Written instruction — Return every line of the items below that contains the string "crossing". Uppercase and lowercase letters count as different.

(Entries from a dataset)
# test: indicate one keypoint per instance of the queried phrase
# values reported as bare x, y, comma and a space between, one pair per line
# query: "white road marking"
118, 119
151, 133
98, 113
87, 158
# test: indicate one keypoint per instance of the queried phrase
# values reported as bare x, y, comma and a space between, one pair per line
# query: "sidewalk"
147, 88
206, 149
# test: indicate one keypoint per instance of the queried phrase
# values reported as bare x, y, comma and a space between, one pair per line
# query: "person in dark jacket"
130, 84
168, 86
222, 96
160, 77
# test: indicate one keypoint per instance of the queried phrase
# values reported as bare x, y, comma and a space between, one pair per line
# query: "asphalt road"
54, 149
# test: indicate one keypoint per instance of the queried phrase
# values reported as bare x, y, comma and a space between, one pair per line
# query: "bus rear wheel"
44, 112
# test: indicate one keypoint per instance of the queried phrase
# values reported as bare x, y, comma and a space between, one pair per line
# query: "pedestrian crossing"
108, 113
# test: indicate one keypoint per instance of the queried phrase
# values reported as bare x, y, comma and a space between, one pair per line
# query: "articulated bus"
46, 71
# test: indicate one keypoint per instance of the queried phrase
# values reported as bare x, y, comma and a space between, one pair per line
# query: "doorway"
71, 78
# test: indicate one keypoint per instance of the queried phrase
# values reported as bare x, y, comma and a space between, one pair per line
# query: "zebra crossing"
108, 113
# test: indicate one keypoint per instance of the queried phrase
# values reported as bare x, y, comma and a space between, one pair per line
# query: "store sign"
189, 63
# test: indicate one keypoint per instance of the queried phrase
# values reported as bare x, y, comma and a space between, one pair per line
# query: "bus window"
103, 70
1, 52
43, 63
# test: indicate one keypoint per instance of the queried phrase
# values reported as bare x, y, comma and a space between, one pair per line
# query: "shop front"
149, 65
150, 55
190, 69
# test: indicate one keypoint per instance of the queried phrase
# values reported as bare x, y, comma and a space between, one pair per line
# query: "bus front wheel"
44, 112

Result of the exercise —
# query: "pedestrian crossing"
# query: "zebra crossing"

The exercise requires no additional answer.